▼

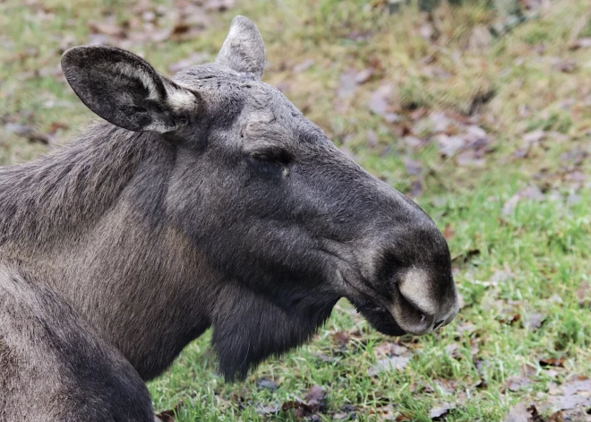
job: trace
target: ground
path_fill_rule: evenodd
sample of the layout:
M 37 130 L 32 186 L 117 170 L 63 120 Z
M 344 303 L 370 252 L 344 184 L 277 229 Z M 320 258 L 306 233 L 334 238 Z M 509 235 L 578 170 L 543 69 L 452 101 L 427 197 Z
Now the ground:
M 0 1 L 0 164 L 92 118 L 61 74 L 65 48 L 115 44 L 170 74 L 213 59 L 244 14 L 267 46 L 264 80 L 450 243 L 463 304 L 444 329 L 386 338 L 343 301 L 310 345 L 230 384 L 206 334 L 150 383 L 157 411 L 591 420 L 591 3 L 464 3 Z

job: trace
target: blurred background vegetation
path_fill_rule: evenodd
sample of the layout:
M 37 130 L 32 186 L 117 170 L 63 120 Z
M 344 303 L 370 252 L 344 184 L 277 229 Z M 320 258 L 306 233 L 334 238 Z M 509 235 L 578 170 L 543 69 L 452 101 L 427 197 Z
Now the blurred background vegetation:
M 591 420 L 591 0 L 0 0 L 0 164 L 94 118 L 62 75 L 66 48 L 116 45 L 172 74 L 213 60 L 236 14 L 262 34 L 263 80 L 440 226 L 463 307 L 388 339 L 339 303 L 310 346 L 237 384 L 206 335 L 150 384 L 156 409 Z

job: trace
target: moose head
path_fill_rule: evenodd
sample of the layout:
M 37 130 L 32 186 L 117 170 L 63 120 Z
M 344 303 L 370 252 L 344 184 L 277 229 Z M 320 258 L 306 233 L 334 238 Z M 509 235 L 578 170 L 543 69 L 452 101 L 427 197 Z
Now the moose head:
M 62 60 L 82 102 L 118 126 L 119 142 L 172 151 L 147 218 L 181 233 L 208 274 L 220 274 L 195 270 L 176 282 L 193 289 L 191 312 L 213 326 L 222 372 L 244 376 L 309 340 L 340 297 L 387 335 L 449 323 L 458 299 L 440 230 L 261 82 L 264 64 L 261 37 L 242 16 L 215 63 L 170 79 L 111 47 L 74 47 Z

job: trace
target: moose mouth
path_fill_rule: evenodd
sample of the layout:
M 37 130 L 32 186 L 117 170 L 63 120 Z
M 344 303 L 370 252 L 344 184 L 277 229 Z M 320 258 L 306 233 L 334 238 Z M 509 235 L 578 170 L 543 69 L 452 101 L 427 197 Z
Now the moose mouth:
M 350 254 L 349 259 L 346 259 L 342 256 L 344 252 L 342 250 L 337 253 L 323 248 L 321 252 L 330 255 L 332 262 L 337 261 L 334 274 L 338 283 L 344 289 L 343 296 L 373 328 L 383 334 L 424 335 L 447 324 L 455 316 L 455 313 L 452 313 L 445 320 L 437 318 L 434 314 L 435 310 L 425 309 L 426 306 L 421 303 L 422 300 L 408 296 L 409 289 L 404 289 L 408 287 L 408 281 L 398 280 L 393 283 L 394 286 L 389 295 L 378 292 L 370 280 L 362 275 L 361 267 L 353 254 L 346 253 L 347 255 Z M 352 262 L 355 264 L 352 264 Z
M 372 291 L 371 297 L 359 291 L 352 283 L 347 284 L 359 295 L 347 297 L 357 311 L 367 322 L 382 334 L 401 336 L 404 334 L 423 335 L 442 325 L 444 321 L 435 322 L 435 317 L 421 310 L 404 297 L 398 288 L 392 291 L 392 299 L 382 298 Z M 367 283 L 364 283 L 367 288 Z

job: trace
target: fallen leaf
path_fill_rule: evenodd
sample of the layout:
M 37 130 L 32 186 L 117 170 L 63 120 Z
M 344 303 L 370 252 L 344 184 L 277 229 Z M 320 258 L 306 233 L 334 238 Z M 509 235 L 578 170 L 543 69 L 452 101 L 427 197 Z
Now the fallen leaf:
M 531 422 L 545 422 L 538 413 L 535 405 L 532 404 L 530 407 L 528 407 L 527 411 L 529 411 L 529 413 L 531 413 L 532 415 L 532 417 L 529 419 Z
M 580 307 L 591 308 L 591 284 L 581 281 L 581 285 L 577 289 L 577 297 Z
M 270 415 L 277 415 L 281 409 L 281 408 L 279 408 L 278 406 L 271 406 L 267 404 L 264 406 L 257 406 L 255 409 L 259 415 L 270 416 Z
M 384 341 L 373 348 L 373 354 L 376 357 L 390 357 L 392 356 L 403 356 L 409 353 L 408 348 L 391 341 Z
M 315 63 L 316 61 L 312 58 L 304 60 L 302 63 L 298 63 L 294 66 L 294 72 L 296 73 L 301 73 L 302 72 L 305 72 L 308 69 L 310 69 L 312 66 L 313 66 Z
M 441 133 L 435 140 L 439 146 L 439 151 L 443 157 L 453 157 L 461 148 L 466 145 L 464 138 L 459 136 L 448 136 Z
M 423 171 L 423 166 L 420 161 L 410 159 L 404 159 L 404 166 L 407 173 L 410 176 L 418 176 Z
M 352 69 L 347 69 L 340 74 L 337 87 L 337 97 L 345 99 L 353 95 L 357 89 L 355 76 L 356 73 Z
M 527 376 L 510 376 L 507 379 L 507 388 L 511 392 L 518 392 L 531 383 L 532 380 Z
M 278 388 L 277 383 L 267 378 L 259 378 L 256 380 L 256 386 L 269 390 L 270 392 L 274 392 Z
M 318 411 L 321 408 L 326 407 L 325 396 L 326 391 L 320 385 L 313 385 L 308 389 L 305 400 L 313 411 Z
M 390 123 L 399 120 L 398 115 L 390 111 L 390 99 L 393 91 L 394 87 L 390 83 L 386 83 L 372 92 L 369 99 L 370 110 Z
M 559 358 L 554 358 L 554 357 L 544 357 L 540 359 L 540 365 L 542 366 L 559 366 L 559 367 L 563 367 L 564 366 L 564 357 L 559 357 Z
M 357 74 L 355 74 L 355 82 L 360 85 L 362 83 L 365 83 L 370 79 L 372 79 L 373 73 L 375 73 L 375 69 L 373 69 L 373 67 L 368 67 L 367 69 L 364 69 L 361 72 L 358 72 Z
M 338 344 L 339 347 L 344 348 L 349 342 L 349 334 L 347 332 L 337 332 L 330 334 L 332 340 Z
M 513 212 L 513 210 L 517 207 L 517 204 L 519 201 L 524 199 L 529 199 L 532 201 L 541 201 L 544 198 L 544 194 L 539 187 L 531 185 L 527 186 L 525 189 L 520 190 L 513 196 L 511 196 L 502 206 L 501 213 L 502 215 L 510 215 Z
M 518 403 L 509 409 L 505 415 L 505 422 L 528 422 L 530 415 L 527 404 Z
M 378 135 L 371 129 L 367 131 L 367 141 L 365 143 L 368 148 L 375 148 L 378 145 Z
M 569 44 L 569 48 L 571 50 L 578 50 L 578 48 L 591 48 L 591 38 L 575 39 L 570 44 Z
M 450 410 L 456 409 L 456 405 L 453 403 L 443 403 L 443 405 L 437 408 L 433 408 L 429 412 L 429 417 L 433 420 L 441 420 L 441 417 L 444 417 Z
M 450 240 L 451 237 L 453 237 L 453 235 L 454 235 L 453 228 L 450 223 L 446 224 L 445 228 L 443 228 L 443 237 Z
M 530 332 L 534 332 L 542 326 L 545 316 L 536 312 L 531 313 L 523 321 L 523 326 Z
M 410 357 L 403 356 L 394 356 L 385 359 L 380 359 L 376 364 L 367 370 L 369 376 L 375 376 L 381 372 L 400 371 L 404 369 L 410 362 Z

▲
▼

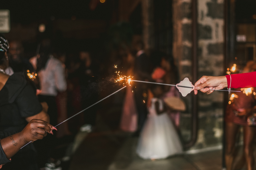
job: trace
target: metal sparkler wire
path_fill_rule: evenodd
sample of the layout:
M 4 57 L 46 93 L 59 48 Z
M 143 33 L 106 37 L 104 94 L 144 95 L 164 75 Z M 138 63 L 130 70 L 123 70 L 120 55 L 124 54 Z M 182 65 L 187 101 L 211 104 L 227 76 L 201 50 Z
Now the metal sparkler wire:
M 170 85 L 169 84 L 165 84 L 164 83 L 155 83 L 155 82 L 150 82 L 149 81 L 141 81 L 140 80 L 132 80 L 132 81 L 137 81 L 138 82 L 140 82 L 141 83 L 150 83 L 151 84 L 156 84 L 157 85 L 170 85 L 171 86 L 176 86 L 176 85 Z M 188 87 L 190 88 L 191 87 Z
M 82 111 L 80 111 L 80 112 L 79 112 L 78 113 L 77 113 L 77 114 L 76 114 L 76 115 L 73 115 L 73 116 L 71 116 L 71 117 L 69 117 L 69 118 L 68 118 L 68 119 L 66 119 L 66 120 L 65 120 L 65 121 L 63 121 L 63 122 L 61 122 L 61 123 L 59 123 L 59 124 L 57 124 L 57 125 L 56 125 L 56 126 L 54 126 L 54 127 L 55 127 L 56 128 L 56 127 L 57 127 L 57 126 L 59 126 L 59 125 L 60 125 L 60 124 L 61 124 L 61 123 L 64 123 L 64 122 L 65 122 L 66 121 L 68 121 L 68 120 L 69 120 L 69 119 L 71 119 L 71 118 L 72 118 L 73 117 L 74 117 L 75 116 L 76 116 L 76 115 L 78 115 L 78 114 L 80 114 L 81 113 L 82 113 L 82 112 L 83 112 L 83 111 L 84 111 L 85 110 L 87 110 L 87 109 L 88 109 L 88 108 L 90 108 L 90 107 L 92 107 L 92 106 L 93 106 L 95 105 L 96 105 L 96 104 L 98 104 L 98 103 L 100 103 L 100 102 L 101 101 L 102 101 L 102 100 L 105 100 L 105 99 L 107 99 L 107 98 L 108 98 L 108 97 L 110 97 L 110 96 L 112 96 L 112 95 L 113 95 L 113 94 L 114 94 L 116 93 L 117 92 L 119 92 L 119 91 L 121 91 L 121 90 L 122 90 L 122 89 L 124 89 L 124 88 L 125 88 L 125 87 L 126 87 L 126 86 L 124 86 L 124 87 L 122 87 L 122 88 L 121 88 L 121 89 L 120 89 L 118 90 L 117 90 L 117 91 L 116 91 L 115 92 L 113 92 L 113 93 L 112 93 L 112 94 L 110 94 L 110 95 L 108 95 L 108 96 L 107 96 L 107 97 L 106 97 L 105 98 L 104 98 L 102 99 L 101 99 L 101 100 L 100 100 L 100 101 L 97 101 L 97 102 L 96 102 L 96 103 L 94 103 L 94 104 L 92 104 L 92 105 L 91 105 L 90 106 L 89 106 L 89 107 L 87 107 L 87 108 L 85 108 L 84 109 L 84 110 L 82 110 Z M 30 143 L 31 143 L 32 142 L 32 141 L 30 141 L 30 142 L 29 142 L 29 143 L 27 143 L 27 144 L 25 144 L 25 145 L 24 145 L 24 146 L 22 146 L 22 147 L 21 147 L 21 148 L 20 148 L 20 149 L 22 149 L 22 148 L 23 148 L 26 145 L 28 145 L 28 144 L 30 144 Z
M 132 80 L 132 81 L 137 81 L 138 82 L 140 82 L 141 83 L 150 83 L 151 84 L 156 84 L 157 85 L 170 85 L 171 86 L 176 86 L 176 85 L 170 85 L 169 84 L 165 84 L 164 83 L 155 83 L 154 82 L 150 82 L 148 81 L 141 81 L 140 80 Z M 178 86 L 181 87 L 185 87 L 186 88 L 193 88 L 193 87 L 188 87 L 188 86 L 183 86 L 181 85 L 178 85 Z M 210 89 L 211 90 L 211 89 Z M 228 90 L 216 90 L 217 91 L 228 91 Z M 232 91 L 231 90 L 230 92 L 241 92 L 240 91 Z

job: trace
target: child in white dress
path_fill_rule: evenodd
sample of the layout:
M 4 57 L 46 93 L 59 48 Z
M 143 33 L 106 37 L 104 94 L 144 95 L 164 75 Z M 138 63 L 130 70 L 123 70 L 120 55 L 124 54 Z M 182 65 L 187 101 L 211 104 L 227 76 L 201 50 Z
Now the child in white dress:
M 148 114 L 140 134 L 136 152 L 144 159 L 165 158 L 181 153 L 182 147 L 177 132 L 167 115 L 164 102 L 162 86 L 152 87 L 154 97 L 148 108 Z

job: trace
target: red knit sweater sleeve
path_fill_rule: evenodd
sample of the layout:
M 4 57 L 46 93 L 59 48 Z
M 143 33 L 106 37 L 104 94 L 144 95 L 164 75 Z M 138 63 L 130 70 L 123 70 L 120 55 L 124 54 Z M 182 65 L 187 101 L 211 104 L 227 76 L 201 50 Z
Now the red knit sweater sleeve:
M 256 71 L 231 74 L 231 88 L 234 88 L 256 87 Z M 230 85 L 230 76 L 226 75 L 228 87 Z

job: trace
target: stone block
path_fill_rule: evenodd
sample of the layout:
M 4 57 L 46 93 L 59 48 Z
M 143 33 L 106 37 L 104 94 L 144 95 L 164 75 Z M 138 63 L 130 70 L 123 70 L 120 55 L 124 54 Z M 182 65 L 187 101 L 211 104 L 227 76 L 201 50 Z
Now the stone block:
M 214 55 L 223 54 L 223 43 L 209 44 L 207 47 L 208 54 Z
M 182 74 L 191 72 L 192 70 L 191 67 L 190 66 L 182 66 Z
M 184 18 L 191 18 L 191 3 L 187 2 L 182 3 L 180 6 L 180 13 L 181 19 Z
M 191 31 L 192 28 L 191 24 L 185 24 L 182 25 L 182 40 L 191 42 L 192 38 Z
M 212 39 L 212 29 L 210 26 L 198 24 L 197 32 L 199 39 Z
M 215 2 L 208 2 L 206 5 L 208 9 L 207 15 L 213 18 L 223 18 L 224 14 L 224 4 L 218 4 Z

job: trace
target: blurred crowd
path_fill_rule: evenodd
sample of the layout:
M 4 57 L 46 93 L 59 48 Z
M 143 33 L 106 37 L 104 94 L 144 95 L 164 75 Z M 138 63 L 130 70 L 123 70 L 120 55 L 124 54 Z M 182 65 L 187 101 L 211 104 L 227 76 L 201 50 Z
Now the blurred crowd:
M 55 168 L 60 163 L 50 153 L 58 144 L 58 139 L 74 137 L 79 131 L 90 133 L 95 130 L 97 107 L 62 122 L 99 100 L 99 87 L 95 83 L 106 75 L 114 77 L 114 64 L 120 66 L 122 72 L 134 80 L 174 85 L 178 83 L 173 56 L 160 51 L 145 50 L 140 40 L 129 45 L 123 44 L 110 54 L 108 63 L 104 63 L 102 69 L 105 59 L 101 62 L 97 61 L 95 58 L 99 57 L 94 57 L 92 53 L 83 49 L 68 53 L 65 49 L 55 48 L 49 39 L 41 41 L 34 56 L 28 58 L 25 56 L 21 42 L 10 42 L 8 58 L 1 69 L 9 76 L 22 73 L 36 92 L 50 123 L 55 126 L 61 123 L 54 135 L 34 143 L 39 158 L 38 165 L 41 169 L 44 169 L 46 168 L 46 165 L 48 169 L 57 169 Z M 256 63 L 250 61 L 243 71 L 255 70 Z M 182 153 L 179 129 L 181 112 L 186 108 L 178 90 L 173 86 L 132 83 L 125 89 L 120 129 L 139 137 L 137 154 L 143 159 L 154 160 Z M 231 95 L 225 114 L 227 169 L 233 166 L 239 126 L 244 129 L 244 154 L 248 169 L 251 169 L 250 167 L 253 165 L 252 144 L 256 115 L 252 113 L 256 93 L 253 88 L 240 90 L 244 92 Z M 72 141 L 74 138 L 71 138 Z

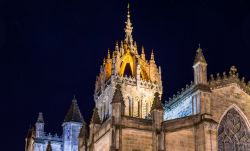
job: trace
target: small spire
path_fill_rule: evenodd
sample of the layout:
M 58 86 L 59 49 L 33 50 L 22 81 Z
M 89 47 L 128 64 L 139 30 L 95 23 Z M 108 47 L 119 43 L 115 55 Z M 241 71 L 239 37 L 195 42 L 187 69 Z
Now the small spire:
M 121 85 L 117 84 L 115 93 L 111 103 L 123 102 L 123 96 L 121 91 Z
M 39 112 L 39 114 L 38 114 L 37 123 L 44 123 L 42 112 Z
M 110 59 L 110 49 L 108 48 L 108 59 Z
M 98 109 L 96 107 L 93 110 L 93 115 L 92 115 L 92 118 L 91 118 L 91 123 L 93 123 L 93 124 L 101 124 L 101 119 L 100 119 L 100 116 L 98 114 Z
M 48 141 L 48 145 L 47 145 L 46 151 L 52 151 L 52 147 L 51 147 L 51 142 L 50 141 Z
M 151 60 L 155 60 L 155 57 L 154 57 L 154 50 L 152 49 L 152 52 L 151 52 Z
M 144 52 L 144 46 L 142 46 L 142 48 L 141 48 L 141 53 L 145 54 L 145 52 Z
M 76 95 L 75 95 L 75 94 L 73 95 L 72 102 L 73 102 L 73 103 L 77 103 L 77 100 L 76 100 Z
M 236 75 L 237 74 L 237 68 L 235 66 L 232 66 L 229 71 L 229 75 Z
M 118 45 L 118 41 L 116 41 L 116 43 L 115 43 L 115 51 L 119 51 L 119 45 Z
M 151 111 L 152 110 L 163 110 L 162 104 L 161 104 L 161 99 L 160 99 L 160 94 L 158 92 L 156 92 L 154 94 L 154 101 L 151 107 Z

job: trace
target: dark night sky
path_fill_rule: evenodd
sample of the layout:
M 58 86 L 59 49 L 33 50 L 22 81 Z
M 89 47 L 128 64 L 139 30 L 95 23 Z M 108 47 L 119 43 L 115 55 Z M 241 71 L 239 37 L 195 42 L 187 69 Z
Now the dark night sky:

▲
▼

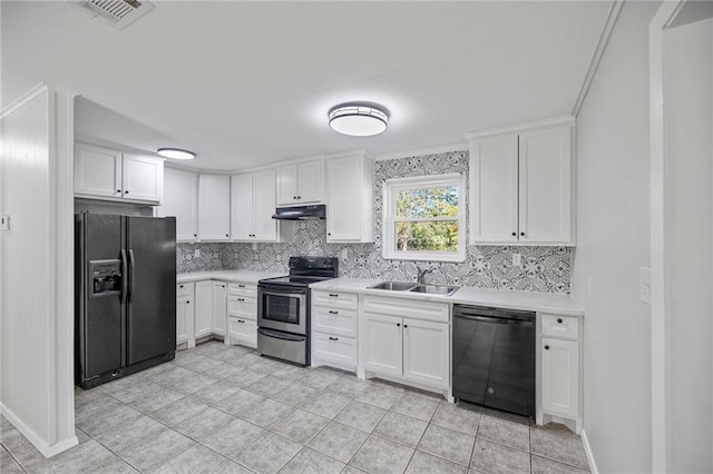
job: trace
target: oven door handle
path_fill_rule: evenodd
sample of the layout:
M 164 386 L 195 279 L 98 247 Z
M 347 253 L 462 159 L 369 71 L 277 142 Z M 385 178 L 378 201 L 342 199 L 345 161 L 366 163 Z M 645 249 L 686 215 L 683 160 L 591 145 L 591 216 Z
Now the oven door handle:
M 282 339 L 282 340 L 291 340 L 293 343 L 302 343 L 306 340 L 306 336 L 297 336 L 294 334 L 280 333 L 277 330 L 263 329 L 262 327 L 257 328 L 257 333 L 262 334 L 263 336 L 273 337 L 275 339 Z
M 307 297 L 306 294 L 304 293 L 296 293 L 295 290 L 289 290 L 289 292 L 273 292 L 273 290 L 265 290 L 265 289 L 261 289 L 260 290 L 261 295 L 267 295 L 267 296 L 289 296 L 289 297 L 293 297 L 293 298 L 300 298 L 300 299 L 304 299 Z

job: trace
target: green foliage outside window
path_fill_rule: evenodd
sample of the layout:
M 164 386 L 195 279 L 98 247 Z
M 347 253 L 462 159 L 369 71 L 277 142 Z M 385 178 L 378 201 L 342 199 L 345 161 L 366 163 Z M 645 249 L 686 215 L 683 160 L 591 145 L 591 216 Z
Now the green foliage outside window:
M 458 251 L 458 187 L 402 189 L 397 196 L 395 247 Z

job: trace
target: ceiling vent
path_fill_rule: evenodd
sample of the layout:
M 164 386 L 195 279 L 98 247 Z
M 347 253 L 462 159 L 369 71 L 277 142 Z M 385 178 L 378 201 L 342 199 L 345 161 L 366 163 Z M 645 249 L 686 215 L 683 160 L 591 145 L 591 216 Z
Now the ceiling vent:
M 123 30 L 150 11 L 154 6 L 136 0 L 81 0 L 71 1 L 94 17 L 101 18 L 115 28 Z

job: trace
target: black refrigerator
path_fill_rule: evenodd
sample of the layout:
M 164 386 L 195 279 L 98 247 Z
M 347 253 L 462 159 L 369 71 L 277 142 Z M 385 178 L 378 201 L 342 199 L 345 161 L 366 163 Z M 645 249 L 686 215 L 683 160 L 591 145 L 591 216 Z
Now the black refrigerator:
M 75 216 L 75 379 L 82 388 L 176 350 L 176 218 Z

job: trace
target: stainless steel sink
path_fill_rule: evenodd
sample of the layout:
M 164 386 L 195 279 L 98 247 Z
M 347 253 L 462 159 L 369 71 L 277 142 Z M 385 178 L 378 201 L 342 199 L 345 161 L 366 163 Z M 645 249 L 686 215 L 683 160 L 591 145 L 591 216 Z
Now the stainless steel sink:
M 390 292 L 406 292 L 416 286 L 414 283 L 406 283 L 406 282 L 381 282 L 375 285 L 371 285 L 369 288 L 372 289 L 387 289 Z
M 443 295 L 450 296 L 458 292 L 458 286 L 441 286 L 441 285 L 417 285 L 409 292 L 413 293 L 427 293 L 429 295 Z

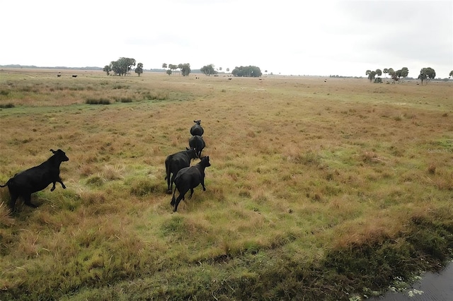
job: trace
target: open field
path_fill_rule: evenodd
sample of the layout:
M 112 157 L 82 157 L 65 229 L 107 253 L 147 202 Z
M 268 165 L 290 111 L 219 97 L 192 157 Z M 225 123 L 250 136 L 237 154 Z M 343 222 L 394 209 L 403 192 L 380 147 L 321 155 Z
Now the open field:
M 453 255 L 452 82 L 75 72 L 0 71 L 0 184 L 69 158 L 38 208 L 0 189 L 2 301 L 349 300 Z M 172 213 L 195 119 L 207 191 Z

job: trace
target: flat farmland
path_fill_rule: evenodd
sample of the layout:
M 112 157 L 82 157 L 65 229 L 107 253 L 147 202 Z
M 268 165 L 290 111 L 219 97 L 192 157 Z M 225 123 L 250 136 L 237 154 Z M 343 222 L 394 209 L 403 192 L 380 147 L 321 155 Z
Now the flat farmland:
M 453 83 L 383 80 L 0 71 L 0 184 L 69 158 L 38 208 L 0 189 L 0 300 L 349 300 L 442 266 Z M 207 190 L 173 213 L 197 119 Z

▲

> [Written task]: Pull out each line above that contains the word "ceiling" and copy those lines.

> [Complete answer]:
target: ceiling vent
Now the ceiling vent:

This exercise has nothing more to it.